Activity:
Repeat each entry word for word.

»»

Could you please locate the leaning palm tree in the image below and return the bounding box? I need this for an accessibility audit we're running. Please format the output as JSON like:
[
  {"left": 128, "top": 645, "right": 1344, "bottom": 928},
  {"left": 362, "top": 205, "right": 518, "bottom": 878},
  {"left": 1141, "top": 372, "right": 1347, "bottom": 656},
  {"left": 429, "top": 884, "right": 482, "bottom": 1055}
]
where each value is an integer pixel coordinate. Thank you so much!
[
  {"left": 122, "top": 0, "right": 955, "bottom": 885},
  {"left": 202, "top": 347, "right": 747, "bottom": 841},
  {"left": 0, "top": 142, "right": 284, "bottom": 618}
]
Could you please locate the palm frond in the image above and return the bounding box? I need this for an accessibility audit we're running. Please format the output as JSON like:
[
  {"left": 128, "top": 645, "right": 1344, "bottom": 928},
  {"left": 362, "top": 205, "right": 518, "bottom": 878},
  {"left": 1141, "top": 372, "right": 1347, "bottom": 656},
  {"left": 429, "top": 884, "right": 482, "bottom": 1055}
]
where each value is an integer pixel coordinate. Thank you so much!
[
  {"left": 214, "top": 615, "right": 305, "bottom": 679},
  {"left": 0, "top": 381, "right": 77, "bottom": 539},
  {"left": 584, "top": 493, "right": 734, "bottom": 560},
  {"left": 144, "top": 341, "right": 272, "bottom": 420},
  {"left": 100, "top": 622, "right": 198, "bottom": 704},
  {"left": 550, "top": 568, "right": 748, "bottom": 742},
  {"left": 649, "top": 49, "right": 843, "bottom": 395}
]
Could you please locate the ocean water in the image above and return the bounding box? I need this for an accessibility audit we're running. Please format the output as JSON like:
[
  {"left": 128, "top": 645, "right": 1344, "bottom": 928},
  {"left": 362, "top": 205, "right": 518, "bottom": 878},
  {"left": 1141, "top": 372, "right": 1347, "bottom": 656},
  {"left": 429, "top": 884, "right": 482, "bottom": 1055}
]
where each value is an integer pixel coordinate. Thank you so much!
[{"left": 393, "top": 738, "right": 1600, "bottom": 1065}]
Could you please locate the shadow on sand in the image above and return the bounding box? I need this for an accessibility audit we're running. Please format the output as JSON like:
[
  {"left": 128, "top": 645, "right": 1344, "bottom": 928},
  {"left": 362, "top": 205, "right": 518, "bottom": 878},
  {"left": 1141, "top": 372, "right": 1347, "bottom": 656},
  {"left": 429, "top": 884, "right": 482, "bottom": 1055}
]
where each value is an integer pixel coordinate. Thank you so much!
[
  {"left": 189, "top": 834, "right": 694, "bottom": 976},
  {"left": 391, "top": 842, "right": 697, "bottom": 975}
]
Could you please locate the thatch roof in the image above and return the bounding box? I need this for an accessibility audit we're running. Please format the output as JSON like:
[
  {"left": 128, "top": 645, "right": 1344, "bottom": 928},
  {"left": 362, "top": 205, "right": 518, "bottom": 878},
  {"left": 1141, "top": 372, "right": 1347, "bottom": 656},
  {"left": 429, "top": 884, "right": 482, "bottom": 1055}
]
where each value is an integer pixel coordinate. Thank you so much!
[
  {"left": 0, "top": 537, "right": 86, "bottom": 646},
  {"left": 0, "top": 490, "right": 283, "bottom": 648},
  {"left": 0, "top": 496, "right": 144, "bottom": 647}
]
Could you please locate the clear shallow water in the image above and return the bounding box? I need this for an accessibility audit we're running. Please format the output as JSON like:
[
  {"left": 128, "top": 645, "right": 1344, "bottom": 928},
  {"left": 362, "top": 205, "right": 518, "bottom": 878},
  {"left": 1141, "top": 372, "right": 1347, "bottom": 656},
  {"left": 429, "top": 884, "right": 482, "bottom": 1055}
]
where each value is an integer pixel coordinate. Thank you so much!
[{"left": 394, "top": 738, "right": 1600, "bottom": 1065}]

««

Task result:
Could you please locate the leaning palm tree in the image below and return the bounding box? I need this for an accessibility audit we're running. Please format the output as JSON like:
[
  {"left": 128, "top": 645, "right": 1344, "bottom": 928},
  {"left": 362, "top": 205, "right": 518, "bottom": 878},
  {"left": 1141, "top": 372, "right": 1347, "bottom": 656},
  {"left": 429, "top": 884, "right": 482, "bottom": 1055}
]
where each value is an integer pixel coordinate. Thank you so much!
[
  {"left": 122, "top": 0, "right": 955, "bottom": 885},
  {"left": 202, "top": 347, "right": 747, "bottom": 841},
  {"left": 0, "top": 142, "right": 284, "bottom": 618}
]
Could you please locate the palm frond in the image above and return the bounding box? I need this for an accessibility audit we're running. Please format the output as JSON like:
[
  {"left": 128, "top": 645, "right": 1344, "bottom": 928},
  {"left": 362, "top": 205, "right": 518, "bottom": 878},
  {"left": 1141, "top": 372, "right": 1347, "bottom": 656},
  {"left": 429, "top": 884, "right": 482, "bottom": 1055}
]
where each value is an integer pixel coordinate. Thank you so much!
[
  {"left": 214, "top": 615, "right": 305, "bottom": 679},
  {"left": 0, "top": 381, "right": 77, "bottom": 539},
  {"left": 584, "top": 493, "right": 734, "bottom": 560},
  {"left": 144, "top": 341, "right": 272, "bottom": 420},
  {"left": 100, "top": 622, "right": 198, "bottom": 704},
  {"left": 550, "top": 568, "right": 748, "bottom": 742},
  {"left": 649, "top": 49, "right": 843, "bottom": 395}
]
Could you please locate the ocean water in the image above and return the bounding box? I need this for an accessibility audit we're running. Please format the output as JSON like:
[
  {"left": 128, "top": 645, "right": 1344, "bottom": 928},
  {"left": 362, "top": 205, "right": 518, "bottom": 878},
  {"left": 1141, "top": 372, "right": 1347, "bottom": 656},
  {"left": 429, "top": 884, "right": 482, "bottom": 1055}
]
where each value is an integer pixel coordinate. Thank you so much!
[{"left": 393, "top": 738, "right": 1600, "bottom": 1065}]
Could you please locate the shadow on sand in the image above and return the bounding box? I need this for an accessibility audit we're running. Please format the output as JSON like:
[
  {"left": 128, "top": 645, "right": 1344, "bottom": 928},
  {"left": 362, "top": 205, "right": 518, "bottom": 878},
  {"left": 1141, "top": 372, "right": 1347, "bottom": 656},
  {"left": 429, "top": 884, "right": 482, "bottom": 1055}
]
where each value is an integer pixel coordinate. Thank you so much!
[
  {"left": 189, "top": 834, "right": 694, "bottom": 976},
  {"left": 391, "top": 842, "right": 697, "bottom": 975}
]
Could you please locate the thatch roof in the image above and return the bounding box? I need this for an accessibility audit we're running. Please format the output as JSON like:
[
  {"left": 128, "top": 645, "right": 1344, "bottom": 928},
  {"left": 362, "top": 205, "right": 518, "bottom": 878},
  {"left": 1141, "top": 372, "right": 1347, "bottom": 656},
  {"left": 429, "top": 884, "right": 482, "bottom": 1055}
]
where each value is an integer pixel coordinate. Thank you so much!
[
  {"left": 0, "top": 537, "right": 86, "bottom": 646},
  {"left": 0, "top": 490, "right": 283, "bottom": 648},
  {"left": 0, "top": 496, "right": 144, "bottom": 647}
]
Could you please locate the clear shallow water in the image above and return the bounding box? I need this for an accessibility audit we're running. Please format the output as JSON like:
[
  {"left": 128, "top": 645, "right": 1344, "bottom": 928},
  {"left": 362, "top": 205, "right": 518, "bottom": 878},
  {"left": 1141, "top": 372, "right": 1347, "bottom": 656},
  {"left": 429, "top": 884, "right": 482, "bottom": 1055}
]
where each value is an integer pixel coordinate. Thank you so much!
[{"left": 394, "top": 738, "right": 1600, "bottom": 1065}]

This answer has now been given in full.